◆ Yönerge A:
Metin alıntısında “Avusturya’da İslam karşıtlığı” diye başlayan paragrafı, ana bilgilerini koruyarak daha kısa biçimde yeniden yazın.
◆ Yönerge B:
Kayıtlarda “target” sözcüğünün geçtiği satırların hepsini lütfen toplayıp olduğu gibi aktarın.

◆ Metin Alıntısı:
┄┄┄┄┄┄┄┄┄┄┄┄┄┄┄┄┄┄┄┄

MUKADDES DEĞERLER VE BAKIŞ AÇISI
Okuduğunuz yazı Günün Yazısı olarak seçilmiştir.
Avusturya’da İslam karşıtlığı ve yabancı düşmanlığı ile bilinen Özgürlükçü Parti (FPÖ) Graz kenti belediye başkan adayı Susanne Winter, yeni yıl kutlamalarıyla ilgili olarak partilileriyle bir araya geldiği bir toplantıda Hz. Muhammed (sav) le ilgili ağza alınmayacak beyanlarda bulunmuş. Durum, tabii olarak İslam düşüncesi ve inanışındaki insanları üzmüştür.
Türklerin özellikle bu konuya ne kadar duyarlı olduklarını bilmeyen bir hanımın ülkesindeki ağırlıklı türk göçmeni hiçe sayarak böyle bir açıklama yapması cidden, aslında siyasetten bile anlamadığının ispatı bana kalırsa.

┄┄┄┄┄┄┄┄┄┄┄┄┄┄┄┄┄┄┄┄

◆ Giriş Kayıtları:
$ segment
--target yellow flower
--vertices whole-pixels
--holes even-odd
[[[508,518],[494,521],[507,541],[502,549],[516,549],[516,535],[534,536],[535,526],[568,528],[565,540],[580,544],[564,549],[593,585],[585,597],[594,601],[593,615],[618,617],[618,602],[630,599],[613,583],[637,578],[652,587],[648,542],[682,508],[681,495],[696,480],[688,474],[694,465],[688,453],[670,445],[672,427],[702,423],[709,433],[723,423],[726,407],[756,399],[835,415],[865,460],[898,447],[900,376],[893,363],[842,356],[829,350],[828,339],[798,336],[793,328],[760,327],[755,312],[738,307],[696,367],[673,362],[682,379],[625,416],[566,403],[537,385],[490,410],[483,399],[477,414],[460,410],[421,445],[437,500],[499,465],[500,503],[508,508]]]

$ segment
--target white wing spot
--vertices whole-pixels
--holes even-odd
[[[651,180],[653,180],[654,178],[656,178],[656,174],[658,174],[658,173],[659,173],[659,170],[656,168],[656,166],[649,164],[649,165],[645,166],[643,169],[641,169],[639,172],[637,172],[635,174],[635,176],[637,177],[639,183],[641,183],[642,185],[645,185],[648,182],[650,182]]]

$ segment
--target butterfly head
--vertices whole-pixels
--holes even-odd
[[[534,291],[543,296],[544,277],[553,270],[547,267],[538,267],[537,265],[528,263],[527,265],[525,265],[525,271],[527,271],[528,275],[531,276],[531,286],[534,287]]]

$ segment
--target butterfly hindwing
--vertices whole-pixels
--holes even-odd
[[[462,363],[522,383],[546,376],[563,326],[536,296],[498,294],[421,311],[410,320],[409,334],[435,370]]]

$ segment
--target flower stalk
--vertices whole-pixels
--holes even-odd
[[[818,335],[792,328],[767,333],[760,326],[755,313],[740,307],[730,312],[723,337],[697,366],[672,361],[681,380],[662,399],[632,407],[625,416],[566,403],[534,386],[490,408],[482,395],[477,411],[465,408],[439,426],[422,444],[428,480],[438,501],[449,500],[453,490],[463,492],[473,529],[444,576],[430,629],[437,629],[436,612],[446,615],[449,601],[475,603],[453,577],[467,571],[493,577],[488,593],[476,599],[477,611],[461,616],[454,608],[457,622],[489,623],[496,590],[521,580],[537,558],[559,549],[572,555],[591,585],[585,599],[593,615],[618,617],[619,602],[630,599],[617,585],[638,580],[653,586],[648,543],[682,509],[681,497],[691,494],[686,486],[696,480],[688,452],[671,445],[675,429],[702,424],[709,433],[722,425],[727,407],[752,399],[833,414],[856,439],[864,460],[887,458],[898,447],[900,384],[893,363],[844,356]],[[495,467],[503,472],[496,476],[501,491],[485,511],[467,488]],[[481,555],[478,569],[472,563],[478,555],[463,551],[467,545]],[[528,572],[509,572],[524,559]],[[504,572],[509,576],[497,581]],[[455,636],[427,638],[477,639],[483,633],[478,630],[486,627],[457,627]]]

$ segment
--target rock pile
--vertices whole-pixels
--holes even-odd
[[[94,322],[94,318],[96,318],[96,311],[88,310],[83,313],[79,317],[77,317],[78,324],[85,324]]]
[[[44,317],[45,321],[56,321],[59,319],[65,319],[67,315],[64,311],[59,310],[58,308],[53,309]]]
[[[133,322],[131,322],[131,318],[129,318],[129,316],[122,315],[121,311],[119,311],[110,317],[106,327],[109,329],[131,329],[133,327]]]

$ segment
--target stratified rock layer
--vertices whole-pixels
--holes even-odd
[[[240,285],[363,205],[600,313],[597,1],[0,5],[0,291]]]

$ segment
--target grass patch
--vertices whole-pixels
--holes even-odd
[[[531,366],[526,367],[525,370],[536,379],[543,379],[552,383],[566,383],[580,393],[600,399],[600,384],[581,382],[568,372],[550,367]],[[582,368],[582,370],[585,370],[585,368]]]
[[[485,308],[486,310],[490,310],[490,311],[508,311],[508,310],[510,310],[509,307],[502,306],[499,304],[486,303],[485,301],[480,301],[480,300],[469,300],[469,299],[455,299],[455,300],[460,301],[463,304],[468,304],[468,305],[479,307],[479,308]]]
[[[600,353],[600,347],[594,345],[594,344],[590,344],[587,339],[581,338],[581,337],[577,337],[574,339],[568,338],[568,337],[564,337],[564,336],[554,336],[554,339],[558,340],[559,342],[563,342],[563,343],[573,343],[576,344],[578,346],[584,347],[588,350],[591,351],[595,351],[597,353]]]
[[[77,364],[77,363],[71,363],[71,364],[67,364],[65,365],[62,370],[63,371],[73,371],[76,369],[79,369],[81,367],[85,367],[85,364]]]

┄┄┄┄┄┄┄┄┄┄┄┄┄┄┄┄┄┄┄┄

◆ Yazılı Yanıt A:
Avusturya’da İslam ve yabancı karşıtlığıyla tanınan Özgürlükçü Parti’nin (FPÖ) Graz belediye başkan adayı Susanne Winter, partilileriyle bir araya geldiği bir yeni yıl toplantısında Hz. Muhammed (sav) hakkında ağza alınmayacak sözler söylemiş. Bu durum İslam inancındaki insanları üzmüştür.

◆ Yazılı Yanıt B:
--target yellow flower
--target white wing spot
--target butterfly head
--target butterfly hindwing
--target flower stalk
--target rock pile
--target stratified rock layer
--target grass patch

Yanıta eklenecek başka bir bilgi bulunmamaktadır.